| What you need to do |
Rewrite the lines below, putting "Task" everywhere "Exercise" appears and leaving everything else unchanged.

| Data extract |

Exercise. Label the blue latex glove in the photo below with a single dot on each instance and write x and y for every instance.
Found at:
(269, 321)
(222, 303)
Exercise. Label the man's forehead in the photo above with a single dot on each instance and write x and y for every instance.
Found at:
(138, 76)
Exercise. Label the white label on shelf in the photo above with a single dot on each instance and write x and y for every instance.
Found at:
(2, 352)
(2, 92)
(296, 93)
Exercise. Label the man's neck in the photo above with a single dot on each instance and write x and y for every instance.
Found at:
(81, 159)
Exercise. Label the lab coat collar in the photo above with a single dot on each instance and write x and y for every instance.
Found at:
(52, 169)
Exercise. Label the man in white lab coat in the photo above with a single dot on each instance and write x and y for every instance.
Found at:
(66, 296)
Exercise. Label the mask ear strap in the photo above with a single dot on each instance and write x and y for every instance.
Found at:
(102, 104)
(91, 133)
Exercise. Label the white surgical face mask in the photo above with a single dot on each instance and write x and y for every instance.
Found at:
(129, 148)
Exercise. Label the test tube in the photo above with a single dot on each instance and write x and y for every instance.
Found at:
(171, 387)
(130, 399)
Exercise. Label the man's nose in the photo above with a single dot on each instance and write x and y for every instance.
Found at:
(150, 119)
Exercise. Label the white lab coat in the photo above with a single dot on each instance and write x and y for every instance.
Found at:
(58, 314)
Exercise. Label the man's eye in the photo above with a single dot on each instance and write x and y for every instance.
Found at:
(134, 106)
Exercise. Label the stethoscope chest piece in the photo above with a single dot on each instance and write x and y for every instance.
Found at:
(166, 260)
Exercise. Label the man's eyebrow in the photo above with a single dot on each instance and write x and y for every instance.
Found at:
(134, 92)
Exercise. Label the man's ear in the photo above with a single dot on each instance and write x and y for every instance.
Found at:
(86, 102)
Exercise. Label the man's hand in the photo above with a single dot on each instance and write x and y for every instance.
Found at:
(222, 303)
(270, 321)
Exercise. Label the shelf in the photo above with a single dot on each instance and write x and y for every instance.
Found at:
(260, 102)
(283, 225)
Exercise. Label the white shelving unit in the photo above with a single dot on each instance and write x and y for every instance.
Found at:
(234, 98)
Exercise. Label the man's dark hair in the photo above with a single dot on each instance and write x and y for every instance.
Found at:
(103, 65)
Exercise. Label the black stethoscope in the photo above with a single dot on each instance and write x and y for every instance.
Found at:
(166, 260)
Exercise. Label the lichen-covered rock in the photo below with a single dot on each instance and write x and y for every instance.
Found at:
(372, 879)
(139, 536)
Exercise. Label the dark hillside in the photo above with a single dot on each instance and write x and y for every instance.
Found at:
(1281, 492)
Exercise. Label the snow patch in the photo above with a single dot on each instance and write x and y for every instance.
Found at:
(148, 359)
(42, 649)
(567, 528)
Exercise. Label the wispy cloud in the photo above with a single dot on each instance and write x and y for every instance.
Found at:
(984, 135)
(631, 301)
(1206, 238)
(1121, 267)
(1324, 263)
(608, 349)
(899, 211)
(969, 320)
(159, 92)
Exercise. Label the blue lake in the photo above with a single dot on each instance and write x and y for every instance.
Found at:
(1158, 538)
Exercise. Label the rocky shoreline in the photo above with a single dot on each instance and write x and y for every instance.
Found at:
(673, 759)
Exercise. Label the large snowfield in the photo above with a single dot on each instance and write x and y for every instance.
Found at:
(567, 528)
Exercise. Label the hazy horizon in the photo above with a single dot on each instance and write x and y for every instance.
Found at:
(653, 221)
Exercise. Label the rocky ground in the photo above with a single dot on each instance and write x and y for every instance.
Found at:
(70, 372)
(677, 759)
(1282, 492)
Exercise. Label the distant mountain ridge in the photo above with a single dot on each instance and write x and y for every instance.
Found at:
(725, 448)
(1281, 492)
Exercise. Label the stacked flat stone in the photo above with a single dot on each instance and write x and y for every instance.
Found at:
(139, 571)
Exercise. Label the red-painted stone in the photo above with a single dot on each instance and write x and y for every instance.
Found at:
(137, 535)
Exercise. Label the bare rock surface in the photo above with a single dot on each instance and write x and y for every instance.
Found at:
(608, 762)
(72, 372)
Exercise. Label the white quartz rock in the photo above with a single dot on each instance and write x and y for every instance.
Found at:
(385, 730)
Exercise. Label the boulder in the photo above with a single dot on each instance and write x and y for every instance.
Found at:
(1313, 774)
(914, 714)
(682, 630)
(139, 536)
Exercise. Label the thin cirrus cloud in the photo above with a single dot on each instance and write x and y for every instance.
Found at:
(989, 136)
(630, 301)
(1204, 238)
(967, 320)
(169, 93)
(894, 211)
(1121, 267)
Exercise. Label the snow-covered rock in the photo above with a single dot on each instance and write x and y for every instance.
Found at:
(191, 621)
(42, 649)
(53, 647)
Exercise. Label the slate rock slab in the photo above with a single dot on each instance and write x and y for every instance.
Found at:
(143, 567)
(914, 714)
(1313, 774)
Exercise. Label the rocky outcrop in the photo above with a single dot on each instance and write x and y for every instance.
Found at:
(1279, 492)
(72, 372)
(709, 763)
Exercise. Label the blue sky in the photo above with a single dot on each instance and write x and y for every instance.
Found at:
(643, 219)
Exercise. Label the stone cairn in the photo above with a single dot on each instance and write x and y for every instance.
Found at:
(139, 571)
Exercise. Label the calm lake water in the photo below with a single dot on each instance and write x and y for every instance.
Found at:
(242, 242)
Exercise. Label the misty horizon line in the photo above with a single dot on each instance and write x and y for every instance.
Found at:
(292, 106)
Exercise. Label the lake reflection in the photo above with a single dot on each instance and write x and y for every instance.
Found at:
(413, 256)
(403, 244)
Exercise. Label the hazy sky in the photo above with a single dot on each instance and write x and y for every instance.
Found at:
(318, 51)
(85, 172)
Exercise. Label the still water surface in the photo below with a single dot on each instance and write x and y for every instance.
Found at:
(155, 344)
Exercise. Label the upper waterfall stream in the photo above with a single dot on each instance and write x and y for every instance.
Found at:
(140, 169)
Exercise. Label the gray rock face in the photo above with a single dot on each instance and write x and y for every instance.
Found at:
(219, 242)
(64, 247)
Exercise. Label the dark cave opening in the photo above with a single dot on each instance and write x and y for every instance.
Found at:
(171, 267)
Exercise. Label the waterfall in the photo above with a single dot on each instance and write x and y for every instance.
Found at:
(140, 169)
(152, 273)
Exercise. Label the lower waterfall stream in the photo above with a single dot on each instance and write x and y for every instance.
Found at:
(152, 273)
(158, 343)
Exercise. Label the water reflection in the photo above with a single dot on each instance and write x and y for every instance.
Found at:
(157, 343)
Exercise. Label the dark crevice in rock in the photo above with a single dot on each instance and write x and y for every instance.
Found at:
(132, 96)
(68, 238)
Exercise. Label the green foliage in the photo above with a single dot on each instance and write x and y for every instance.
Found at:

| Completed exercise |
Task. Label the blue latex glove in the photo below with a single dot on each instance and write x and y for every instance.
Found at:
(269, 321)
(222, 303)
Task. Label the man's forehead in the photo above with a single dot on each instance and write x and y for every instance.
Found at:
(138, 76)
Task. Label the white label on shelf in the photo above with a single dot on each instance and write x and y for every instance.
Found at:
(2, 352)
(2, 92)
(296, 93)
Task. Label the man's neck in the photo above with a single dot on each instance and write x and y for every instance.
Found at:
(81, 159)
Task. Label the lab coat collar in the photo above with a single dot on each instance and write x and y for every instance.
Found at:
(52, 169)
Task. Label the man in white lab coat in the photo above with a single dot on each instance and write x and y for every instance.
Found at:
(66, 296)
Task. Label the mask ear strap in the photo above with a single dot on each instance and write x and y for every instance.
Found at:
(102, 104)
(91, 133)
Task. Label the white surgical face mask in the photo above with a single dot on each instance and write x and y for every instance.
Found at:
(129, 148)
Task. Label the test tube in the photo above with a single dot on each instance and write x and y for every instance.
Found at:
(171, 387)
(130, 399)
Task. Label the man's nose in the photo above with a single dot on each instance and write x and y for every instance.
Found at:
(150, 119)
Task. Label the white lab coat in the photo above with a single dot on each instance and write x and y for every instance.
Found at:
(58, 314)
Task. Label the man's eye in the photo above with a single dot on each instance and write x and y for every instance.
Found at:
(134, 106)
Task. Label the stethoscope chest piece in the photo above with a single dot on each instance and write x and y for every instance.
Found at:
(166, 260)
Task. Label the man's eyebrow in the photo above with a single dot on each instance and write x and y for every instance.
Found at:
(134, 92)
Task. Label the man's ear in the photo above with a single dot on each instance and write x and y for every instance.
Found at:
(86, 102)
Task. Label the man's hand in the photo above with a single dot on each instance and write x and y for every instance.
Found at:
(222, 303)
(270, 321)
Task. Label the shelf in the photo above with a single dot on each instance and write x and y for every instance.
Found at:
(260, 102)
(283, 225)
Task. Label the white shelving unit in the photo above with a single dot on each instance and write x and y for every instance.
Found at:
(234, 98)
Task. Label the man's dark hair in the photo above with a single dot on each instance and write x and y for every instance.
Found at:
(103, 65)
Task. Label the black stethoscope in the photo above with a single dot on each instance and write x and y for every instance.
Found at:
(166, 260)
Task. Label the lichen-covered rock in the photo below with a single dot on each instance and write x and y for every instance.
Found at:
(372, 879)
(139, 536)
Task. Label the dark hillside in the photo above with a single dot on each instance and write x and y for every instance.
Found at:
(1281, 492)
Task. Label the snow patch in the photo above with a single dot on each instance and write x and y for every instance.
Found at:
(148, 359)
(42, 649)
(567, 528)
Task. Label the wispy cloud in the photo above with a single dot on each instance and write x and y for every instance.
Found at:
(984, 135)
(631, 301)
(1206, 238)
(1121, 267)
(1324, 263)
(608, 349)
(899, 211)
(969, 320)
(159, 92)
Task. Label the blue lake in the photo above with a single dot on each instance and write x and y for every instance.
Found at:
(1158, 538)
Task. Label the rocky shoreline in the photo above with a single dot on each instance and write x and y for every instance.
Found at:
(673, 759)
Task. Label the large snowfield in the photo above with a single dot on each instance and write x and y for every instance.
Found at:
(567, 528)
Task. Label the hazy horizon in the photo above with a single dot on each instance and write x and y for every instance.
Found at:
(653, 221)
Task. Label the rocky ground in the photo above with a single dot on each instance and write x and y for every instance.
Found at:
(70, 372)
(677, 759)
(1282, 492)
Task. Label the distant mountain ridge in the photo above with a single dot on each instance and write x and y for every instance.
Found at:
(725, 448)
(1281, 492)
Task. Label the stacked flat stone in the photo above with a single dot on each instance and write x and y for every instance.
Found at:
(139, 571)
Task. Label the red-painted stone in the photo above with a single dot on each instance and write x and y for every instance.
Found at:
(137, 535)
Task. Label the bare rock surface in the photo above with a single dot on each instance and write x and y for every instance.
Found at:
(608, 762)
(72, 372)
Task. Label the white quartz rock in the photo above with a single dot on each instance and write x and y for every instance.
Found at:
(385, 730)
Task. Label the boulder in the photo above with a single dot on each instance and write x and y for every instance.
Found at:
(1313, 774)
(914, 714)
(682, 630)
(139, 536)
Task. Label the thin cirrus cloud in the photo above with a single dot on each instance and write x and y for every instance.
Found at:
(989, 136)
(630, 301)
(1204, 238)
(967, 320)
(169, 93)
(894, 211)
(1121, 267)
Task. Label the snow-covered rock in the photo above with a single dot on each instance and write x and y for every instance.
Found at:
(191, 621)
(42, 649)
(53, 647)
Task. Label the slate rock slab in the photo above with a single dot on each instance and write x and y for every instance.
Found at:
(143, 567)
(914, 714)
(1313, 774)
Task. Label the rocky outcrop in the photo above with a single dot on each instance and write x and y for every instance.
Found at:
(1279, 492)
(72, 372)
(709, 763)
Task. Label the blue sky in the photo above with a single dot on each instance and write x and y for every instance.
Found at:
(643, 219)
Task. Label the stone cairn in the photo above with a single dot on each instance and write x and y for every instance.
Found at:
(139, 571)
Task. Label the calm lake water in the photo below with a single dot on each instance and write x and y for every instance.
Found at:
(242, 242)
Task. Label the misty horizon line in the photo above with a single dot on each instance and write x and y for every instance.
Found at:
(292, 106)
Task. Label the lake reflection in the photo above with a single dot on each instance and write x and y for every instance.
Found at:
(413, 256)
(403, 244)
Task. Label the hazy sky in the photo above with a single dot on each instance and write x and y for every instance.
Found at:
(318, 51)
(85, 172)
Task. Label the still water surface in the photo below with a single dot on each instance and write x and y for every instance.
Found at:
(155, 344)
Task. Label the upper waterfall stream in the photo above with a single dot on each instance and write x and y for every instance.
Found at:
(140, 169)
Task. Label the gray rock face in the photo above with a single dot on each instance and write x and y for every instance.
Found at:
(219, 242)
(64, 247)
Task. Label the dark cave opening in the photo above with a single dot on each instance and write x and y for every instance.
Found at:
(171, 267)
Task. Label the waterfall in the photo above with a single dot on each instance and write x and y for every instance.
Found at:
(140, 169)
(152, 273)
Task. Label the lower waterfall stream in the photo above with a single dot on each instance and write x and y for every instance.
Found at:
(152, 273)
(158, 343)
Task. Label the water reflection in the photo above with a single dot on each instance and write x and y for every instance.
Found at:
(157, 343)
Task. Label the dark crevice in rock in the photo above with a single dot on each instance and write x and y for every instance.
Found at:
(132, 96)
(68, 238)
Task. Label the green foliage in the photo above with a single dot on each instance and write x and y for every instance.
Found at:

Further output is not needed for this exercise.